Material provided Start Marker

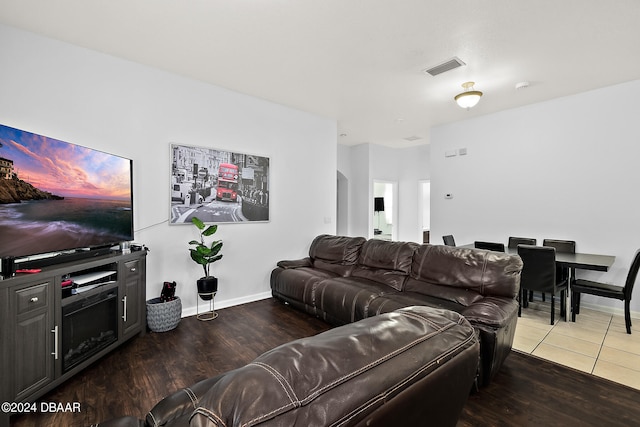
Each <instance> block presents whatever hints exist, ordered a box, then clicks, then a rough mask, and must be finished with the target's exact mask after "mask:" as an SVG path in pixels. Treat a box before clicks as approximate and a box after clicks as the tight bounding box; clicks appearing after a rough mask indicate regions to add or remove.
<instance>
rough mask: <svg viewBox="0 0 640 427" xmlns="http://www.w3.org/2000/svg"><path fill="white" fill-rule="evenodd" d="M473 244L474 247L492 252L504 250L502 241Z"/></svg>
mask: <svg viewBox="0 0 640 427" xmlns="http://www.w3.org/2000/svg"><path fill="white" fill-rule="evenodd" d="M473 246H474V247H475V248H476V249H485V250H487V251H494V252H504V243H494V242H475V243H474V244H473Z"/></svg>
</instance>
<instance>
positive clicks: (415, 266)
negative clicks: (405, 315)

Material provided End Marker

Task details. The result should be a precise copy of all the entries, free of pictures.

Task output.
Each <instance> block presents whatever hints exist, ordered a box, then clicks, then a rough mask, and must be finished with the target's exact mask after "mask:" as an SVG path in pixels. Treat a box before clicks as approximate and a box after clicks as the tight bounding box; clicks appearing after a rough mask indicate regions to add or remove.
<instance>
rough mask: <svg viewBox="0 0 640 427" xmlns="http://www.w3.org/2000/svg"><path fill="white" fill-rule="evenodd" d="M473 244L474 247L492 252L504 250L502 241Z"/></svg>
mask: <svg viewBox="0 0 640 427" xmlns="http://www.w3.org/2000/svg"><path fill="white" fill-rule="evenodd" d="M473 246H474V247H475V248H476V249H485V250H487V251H494V252H504V243H494V242H475V243H474V244H473Z"/></svg>
</instance>
<instance>
positive clicks: (415, 266)
negative clicks: (405, 315)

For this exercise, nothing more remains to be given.